Say how many lines of the data below have the word "then" in them. Add nothing else.

***

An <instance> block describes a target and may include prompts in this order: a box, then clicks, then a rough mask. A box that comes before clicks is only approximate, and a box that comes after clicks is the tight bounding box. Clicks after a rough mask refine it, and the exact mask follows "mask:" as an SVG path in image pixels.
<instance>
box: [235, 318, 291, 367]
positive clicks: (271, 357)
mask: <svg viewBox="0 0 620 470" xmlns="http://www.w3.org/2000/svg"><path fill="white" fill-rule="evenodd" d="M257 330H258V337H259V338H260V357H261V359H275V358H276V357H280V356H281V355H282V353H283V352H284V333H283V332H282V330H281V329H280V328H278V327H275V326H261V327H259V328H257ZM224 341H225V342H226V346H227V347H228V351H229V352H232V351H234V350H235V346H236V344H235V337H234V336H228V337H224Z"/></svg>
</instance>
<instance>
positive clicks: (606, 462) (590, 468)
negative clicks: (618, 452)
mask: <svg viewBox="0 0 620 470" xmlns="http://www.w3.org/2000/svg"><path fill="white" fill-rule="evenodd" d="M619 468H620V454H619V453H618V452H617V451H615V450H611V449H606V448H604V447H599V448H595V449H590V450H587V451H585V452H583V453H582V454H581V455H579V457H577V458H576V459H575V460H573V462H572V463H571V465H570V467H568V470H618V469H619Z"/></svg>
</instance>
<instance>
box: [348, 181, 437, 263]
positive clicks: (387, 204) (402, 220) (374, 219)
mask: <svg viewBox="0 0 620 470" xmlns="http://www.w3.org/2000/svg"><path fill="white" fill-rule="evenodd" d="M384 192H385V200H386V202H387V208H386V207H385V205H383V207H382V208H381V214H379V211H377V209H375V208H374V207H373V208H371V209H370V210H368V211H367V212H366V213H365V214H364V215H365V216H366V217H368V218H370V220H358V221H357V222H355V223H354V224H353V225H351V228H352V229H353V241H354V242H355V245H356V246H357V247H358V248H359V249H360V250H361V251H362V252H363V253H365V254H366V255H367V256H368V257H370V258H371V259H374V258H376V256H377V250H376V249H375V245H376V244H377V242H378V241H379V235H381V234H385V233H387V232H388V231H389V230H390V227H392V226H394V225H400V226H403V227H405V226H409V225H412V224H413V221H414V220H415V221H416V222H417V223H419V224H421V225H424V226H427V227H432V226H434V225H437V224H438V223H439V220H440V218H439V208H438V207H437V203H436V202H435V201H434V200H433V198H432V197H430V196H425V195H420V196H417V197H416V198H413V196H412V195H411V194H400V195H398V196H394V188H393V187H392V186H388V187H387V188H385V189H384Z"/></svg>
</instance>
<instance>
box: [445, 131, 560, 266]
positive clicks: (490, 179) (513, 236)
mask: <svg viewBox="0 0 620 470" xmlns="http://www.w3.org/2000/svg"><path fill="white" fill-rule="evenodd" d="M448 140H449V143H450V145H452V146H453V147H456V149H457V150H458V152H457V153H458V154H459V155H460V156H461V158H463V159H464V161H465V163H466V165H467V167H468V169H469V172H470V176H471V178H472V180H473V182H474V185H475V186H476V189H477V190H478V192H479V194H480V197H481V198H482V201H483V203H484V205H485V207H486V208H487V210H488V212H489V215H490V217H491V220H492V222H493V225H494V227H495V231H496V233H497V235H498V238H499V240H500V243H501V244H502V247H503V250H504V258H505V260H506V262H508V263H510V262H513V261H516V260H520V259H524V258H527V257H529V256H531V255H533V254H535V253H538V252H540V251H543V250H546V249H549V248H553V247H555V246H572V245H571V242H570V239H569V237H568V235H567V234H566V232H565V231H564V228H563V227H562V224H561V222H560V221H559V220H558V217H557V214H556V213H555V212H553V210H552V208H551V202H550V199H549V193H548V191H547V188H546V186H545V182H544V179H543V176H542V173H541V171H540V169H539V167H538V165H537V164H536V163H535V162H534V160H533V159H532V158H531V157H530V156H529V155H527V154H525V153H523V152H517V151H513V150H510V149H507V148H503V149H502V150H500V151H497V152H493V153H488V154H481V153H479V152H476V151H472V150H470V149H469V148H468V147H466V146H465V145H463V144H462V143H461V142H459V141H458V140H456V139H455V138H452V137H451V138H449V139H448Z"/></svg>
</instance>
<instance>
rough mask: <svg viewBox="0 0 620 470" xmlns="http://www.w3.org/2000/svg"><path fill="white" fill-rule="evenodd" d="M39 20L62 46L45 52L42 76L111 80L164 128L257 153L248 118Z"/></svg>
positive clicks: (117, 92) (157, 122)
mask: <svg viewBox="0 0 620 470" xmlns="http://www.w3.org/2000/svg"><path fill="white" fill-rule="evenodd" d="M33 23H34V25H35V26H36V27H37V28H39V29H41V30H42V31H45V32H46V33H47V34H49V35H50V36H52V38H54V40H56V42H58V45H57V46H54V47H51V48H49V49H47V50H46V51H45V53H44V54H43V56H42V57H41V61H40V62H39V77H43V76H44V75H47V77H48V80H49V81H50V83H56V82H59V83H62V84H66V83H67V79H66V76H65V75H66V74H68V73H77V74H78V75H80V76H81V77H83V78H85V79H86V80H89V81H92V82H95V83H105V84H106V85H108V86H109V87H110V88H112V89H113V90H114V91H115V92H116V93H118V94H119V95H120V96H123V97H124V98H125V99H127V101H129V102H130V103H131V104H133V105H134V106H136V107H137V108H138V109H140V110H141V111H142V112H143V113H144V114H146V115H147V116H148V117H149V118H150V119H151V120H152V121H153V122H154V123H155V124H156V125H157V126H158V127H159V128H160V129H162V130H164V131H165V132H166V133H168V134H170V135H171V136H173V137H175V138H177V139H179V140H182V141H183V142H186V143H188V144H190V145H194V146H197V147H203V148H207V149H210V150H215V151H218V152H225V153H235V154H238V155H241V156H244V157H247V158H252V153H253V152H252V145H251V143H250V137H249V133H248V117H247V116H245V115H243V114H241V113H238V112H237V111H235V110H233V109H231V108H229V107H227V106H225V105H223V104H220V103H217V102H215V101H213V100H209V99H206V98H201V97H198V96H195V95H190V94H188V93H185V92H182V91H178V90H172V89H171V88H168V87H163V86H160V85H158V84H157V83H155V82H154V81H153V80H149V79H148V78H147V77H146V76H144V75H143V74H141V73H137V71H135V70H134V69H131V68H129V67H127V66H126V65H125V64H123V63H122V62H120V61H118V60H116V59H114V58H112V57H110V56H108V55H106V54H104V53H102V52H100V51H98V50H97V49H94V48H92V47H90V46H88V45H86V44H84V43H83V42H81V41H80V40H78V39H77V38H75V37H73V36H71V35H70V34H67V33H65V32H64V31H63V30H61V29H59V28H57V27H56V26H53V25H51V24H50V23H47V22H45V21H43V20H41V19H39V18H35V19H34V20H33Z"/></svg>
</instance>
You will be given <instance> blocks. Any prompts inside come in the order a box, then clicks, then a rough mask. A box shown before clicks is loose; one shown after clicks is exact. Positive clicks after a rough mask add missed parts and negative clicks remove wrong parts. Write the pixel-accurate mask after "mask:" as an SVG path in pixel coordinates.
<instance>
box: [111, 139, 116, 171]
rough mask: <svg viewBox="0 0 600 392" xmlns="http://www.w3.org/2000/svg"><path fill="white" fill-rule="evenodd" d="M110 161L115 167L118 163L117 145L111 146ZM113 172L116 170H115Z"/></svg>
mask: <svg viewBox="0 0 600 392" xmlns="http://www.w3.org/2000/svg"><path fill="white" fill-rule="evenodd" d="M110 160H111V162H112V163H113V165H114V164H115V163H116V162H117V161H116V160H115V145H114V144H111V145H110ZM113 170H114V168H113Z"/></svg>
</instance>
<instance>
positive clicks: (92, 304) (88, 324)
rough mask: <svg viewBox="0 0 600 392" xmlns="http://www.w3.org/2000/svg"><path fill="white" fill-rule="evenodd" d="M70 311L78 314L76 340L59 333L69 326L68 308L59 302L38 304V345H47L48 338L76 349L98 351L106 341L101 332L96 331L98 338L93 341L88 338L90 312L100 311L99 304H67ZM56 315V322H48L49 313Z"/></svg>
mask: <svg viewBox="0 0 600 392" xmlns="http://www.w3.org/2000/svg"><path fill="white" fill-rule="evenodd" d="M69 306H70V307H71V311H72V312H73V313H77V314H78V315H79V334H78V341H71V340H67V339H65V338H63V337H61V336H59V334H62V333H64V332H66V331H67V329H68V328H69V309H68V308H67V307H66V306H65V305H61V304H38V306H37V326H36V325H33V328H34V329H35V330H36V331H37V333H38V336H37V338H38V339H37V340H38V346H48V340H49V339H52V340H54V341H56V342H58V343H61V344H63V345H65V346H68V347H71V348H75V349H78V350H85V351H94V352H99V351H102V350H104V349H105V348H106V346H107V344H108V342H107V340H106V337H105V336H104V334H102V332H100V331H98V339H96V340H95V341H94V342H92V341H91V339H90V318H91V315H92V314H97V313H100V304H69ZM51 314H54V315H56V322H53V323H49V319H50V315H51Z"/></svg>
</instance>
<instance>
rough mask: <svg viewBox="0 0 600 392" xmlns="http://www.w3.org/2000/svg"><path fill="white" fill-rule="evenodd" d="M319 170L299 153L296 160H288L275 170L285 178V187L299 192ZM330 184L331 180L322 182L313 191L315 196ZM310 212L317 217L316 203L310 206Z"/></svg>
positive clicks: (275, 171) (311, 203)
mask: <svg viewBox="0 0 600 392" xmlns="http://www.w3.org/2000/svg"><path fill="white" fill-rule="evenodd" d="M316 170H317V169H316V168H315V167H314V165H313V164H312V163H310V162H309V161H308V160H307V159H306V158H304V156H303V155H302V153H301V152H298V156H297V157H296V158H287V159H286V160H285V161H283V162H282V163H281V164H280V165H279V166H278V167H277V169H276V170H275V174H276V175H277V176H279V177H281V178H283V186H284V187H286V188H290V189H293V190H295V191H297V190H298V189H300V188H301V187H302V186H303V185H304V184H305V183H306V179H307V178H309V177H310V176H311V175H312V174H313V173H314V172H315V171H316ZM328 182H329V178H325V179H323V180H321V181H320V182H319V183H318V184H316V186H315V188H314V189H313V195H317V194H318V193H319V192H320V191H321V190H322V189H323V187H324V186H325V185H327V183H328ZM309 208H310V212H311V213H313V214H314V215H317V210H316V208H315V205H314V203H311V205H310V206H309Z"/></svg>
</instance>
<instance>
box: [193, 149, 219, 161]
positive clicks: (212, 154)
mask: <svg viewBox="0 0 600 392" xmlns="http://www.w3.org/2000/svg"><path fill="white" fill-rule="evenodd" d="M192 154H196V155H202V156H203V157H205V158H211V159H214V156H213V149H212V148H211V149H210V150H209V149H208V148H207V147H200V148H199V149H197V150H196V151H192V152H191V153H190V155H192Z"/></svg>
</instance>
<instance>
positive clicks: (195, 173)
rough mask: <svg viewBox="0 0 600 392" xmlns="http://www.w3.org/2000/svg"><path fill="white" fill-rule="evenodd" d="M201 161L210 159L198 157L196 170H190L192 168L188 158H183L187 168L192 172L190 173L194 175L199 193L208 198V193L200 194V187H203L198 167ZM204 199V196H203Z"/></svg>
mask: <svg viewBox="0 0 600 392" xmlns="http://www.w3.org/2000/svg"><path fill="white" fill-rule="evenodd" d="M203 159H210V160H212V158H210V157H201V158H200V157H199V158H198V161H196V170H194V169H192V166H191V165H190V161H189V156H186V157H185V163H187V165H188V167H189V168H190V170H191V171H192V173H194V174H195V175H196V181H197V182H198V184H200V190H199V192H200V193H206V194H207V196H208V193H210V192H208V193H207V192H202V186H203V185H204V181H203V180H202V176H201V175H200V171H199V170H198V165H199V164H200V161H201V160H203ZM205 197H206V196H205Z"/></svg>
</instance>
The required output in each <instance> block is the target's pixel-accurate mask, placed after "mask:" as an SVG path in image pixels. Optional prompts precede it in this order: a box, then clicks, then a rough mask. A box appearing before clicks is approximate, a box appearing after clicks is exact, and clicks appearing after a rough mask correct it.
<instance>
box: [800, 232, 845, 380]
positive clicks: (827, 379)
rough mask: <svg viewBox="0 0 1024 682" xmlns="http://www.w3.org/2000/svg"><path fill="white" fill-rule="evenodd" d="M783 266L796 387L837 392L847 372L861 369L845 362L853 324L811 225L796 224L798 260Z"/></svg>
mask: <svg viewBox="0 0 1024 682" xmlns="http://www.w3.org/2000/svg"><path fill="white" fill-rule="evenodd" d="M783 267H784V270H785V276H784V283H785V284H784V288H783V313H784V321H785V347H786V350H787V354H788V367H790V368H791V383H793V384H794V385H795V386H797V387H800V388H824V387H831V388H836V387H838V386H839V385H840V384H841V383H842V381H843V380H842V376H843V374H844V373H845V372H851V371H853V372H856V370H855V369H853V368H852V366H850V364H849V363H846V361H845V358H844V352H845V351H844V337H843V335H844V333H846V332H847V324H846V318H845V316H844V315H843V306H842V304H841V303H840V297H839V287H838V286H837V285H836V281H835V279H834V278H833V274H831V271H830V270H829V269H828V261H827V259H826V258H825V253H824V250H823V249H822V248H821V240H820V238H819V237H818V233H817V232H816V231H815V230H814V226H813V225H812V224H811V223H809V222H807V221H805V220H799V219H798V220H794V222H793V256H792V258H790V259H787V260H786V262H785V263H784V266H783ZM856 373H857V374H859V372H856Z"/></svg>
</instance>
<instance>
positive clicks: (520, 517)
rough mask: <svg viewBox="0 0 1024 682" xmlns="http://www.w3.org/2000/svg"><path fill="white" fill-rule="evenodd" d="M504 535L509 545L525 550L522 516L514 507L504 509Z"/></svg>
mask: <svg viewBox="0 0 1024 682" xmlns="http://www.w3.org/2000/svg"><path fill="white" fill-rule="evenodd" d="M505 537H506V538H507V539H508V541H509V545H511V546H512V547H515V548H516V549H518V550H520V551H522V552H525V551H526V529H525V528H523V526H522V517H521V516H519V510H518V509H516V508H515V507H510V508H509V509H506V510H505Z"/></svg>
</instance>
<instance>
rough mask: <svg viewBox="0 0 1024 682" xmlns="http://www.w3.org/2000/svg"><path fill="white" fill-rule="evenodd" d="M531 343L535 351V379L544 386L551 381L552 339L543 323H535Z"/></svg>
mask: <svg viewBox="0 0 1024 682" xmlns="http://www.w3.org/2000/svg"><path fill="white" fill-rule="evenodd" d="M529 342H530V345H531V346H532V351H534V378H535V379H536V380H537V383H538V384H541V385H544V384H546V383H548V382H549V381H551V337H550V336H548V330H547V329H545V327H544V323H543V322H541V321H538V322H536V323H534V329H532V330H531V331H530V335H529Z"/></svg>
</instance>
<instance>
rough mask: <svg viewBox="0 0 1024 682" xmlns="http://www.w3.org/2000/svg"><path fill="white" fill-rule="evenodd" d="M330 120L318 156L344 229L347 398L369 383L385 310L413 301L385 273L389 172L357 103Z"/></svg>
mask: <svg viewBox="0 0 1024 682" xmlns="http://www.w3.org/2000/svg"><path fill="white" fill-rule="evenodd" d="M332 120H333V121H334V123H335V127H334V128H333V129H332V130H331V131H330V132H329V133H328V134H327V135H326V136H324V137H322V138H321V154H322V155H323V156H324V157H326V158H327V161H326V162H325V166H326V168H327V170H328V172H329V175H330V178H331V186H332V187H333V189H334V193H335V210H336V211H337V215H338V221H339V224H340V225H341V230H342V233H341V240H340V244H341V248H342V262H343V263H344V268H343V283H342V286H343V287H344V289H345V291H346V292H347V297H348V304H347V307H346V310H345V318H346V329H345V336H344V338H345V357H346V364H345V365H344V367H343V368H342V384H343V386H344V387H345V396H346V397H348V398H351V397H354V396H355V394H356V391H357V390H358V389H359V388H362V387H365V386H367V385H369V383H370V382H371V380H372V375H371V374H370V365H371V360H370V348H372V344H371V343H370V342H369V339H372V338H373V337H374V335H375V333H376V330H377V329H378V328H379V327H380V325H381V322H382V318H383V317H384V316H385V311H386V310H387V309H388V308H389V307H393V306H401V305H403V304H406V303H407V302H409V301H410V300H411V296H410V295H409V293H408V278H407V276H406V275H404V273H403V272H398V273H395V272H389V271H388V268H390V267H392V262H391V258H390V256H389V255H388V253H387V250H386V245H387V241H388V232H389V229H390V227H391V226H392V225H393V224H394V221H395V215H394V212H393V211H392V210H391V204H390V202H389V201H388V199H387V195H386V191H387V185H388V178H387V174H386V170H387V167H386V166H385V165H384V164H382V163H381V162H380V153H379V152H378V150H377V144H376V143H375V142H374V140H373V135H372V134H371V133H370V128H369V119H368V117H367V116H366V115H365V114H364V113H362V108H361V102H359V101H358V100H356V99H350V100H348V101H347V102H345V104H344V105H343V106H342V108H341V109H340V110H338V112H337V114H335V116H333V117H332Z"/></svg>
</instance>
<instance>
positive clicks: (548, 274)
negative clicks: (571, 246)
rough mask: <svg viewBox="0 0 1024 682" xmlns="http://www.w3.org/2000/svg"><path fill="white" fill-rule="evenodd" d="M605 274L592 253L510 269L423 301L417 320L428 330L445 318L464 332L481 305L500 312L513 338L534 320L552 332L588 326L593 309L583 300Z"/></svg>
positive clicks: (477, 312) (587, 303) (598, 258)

***

▶ _Response to this exercise_: 3